In April 2013, Sentry performed on the American late-night talk show Jimmy Kimmel Live! singing "Dear Science" and "Float Away". He was the first Australian rapper to ever feature on a US talk show. In May 2013, Sentry completed the 'Dear Science' Australian tour, before announcing the larger 'Vacation' tour that featured support from Mantra and Grey Ghost.

On 5 June 2015, Sentry released his second studio album, Strange New Past, which peaked at No. 2 on the ARIA Albums Chart. It was also selected as Triple J's feature album. At the ARIA Music Awards of 2015 it won Best Urban Album. In that same year Sentry broke the record for the largest Australian Regional Tour with 50 shows across the country.

In May 2021, Sentry announced his third studio album, Super Cool Tree House, which compiles songs released on YouTube during the COVID-19 pandemic. The album was released on 18 June 2021.

== Personal life ==
Marton grew up in Sorrento, a small coastal town in Victoria. He is an avid gamer, sometimes referencing video games in his songs and posting YouTube videos in which he answers fan questions while playing video games. He also built his own rap battle video game in 2020 called Keyboard Warriors.

Extracted data:

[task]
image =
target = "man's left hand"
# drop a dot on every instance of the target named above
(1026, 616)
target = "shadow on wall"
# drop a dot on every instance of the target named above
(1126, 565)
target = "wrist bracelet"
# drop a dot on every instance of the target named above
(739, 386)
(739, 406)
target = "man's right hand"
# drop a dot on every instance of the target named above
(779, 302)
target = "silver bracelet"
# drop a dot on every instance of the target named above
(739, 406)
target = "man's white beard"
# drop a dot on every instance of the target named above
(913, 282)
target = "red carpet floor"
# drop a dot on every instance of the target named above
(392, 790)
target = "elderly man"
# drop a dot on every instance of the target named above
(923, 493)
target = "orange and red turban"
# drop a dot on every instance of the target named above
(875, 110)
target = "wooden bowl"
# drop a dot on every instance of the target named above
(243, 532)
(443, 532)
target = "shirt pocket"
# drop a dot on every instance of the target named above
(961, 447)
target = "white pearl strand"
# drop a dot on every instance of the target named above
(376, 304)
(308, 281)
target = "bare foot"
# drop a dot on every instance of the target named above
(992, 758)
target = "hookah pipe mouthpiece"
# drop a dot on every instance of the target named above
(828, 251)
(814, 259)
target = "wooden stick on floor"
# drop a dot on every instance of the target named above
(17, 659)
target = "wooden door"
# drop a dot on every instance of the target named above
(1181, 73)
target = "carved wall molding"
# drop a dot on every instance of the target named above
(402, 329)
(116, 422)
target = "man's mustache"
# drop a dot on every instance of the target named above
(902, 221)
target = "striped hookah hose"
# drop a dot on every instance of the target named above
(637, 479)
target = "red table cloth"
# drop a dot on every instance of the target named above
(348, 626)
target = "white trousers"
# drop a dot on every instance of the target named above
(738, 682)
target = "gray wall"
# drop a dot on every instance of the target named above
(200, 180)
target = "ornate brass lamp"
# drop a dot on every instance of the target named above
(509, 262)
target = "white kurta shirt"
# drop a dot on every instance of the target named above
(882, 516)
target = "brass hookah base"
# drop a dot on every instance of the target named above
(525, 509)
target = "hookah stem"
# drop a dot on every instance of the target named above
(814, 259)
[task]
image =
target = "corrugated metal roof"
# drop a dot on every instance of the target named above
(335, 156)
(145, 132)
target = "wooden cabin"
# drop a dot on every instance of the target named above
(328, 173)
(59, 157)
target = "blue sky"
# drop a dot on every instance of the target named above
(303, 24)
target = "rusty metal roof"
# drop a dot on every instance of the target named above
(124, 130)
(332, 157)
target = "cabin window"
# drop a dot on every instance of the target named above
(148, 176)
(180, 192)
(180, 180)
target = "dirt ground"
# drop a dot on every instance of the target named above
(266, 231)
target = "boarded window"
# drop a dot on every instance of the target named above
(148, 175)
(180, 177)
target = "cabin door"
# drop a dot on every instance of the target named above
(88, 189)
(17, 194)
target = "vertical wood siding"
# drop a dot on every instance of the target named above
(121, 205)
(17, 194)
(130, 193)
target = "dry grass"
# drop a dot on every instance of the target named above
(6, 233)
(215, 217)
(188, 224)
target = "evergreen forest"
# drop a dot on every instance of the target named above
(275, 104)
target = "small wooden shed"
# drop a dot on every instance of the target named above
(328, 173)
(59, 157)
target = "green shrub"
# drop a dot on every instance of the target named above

Exercises:
**a.** List every year mentioned in the passage on Sentry, each one only once.
**b.** Repeat the part of the passage on Sentry between "On 5 June 2015, Sentry" and "across the country.", inclusive.
The records were taken from a different source than the passage on Sentry.

Answers for the exercise:
**a.** 2013, 2015, 2021, 2020

**b.**
On 5 June 2015, Sentry released his second studio album, Strange New Past, which peaked at No. 2 on the ARIA Albums Chart. It was also selected as Triple J's feature album. At the ARIA Music Awards of 2015 it won Best Urban Album. In that same year Sentry broke the record for the largest Australian Regional Tour with 50 shows across the country.